Instructions for the task: From the records below, find each line with the string "blue" and copy it.

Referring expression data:
▬▬▬▬▬▬

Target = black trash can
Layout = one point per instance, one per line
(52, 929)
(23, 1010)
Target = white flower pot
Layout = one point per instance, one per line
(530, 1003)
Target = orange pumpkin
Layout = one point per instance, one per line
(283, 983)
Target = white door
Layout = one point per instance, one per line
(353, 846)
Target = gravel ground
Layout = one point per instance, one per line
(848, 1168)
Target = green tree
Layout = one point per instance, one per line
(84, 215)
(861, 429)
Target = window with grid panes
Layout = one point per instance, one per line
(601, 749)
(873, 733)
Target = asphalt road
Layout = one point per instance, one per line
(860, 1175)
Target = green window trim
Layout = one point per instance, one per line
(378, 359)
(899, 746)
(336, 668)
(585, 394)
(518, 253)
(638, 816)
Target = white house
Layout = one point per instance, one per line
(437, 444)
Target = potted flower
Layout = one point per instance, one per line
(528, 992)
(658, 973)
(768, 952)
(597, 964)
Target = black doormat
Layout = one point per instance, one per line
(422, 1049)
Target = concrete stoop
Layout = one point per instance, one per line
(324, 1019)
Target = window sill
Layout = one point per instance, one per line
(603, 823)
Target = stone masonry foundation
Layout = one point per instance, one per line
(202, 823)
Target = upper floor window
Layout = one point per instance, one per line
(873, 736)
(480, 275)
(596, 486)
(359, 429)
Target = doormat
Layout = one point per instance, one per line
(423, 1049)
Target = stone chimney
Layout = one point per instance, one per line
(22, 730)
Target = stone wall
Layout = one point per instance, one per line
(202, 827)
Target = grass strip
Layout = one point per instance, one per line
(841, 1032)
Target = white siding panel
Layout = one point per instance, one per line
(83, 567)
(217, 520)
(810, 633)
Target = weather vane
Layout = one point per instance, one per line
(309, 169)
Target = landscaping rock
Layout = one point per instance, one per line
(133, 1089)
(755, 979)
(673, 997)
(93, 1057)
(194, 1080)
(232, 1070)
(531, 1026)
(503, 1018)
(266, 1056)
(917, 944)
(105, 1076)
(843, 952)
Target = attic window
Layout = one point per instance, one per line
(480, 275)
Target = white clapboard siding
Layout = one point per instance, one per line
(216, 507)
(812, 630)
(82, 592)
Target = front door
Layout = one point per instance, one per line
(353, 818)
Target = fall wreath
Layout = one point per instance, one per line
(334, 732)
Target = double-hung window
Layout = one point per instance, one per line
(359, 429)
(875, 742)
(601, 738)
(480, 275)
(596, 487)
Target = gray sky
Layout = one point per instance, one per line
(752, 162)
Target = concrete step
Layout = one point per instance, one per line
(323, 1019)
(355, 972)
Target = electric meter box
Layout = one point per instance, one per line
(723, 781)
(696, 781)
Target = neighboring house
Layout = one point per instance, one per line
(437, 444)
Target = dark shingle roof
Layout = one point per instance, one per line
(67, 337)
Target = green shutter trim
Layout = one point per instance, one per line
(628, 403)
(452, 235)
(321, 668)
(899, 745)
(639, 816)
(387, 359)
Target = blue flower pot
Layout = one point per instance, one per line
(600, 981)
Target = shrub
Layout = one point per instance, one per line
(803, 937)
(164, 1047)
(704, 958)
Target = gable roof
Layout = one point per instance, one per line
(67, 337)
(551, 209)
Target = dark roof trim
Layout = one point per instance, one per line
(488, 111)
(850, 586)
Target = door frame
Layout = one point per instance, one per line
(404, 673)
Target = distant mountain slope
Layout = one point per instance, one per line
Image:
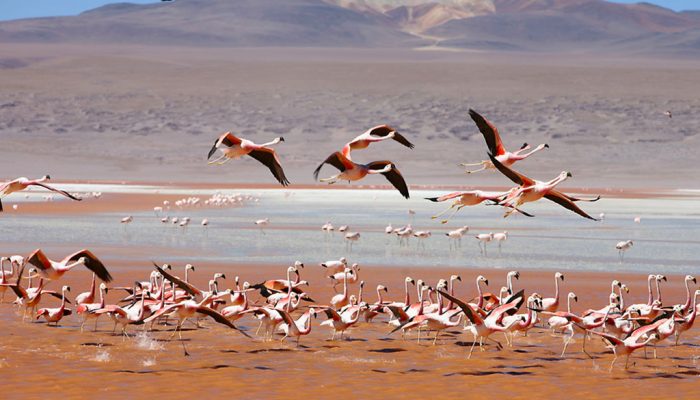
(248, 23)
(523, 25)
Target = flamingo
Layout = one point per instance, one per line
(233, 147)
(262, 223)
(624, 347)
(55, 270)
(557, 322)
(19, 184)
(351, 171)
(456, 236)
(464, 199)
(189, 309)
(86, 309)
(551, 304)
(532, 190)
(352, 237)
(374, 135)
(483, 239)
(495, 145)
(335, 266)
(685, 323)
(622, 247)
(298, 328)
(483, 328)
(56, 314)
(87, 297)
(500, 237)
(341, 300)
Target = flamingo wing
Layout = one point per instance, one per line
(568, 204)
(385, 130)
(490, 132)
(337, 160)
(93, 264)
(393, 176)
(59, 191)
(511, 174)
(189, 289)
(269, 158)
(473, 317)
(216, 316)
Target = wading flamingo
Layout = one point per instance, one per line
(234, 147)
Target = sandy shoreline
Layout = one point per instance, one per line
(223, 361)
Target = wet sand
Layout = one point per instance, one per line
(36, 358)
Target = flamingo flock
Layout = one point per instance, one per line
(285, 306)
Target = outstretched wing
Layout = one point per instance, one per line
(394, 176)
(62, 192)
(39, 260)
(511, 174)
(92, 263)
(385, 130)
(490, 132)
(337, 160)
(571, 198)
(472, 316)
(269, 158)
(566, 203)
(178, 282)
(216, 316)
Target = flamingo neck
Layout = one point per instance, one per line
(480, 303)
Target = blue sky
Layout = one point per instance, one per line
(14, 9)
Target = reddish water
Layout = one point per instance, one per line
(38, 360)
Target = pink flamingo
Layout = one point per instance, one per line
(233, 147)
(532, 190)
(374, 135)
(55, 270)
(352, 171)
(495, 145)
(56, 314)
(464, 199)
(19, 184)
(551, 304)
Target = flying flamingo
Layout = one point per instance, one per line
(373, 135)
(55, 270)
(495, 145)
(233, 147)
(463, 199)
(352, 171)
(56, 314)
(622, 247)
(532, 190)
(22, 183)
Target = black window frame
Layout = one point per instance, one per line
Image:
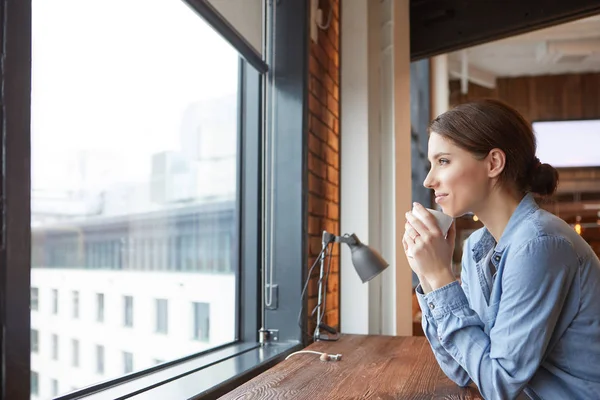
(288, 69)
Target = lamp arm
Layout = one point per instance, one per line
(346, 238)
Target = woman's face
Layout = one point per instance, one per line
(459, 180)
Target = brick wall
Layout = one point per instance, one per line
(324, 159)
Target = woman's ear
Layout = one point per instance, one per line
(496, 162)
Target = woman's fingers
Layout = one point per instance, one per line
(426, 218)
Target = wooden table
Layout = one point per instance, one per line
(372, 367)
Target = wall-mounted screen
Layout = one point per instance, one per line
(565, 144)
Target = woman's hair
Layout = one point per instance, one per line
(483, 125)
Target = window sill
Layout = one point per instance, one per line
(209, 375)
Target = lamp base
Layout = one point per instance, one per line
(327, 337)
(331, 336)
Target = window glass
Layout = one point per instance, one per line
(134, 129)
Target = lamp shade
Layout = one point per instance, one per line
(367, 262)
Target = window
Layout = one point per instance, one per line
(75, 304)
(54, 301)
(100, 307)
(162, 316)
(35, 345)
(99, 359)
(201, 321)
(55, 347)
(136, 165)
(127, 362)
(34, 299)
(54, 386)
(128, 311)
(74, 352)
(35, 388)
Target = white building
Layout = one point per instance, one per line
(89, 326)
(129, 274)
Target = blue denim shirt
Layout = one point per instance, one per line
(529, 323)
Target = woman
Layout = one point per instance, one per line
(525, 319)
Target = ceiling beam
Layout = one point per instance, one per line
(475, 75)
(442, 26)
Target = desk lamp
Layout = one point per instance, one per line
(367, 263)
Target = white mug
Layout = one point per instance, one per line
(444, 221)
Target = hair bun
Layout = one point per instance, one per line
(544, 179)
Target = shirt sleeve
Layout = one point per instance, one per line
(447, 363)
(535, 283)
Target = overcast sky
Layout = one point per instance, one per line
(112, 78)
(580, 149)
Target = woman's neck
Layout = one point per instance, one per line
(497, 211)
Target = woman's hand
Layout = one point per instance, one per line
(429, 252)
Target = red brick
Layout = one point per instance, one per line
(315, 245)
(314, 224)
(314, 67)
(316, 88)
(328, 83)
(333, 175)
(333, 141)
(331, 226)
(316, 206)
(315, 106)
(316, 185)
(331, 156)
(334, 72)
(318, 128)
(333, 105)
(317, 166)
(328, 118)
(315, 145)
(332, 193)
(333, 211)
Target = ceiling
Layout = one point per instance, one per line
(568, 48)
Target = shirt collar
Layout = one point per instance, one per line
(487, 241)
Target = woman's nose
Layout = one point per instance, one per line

▬▬▬▬▬▬

Your solution:
Target = blue flower pot
Target = blue sky
Target = blue denim shirt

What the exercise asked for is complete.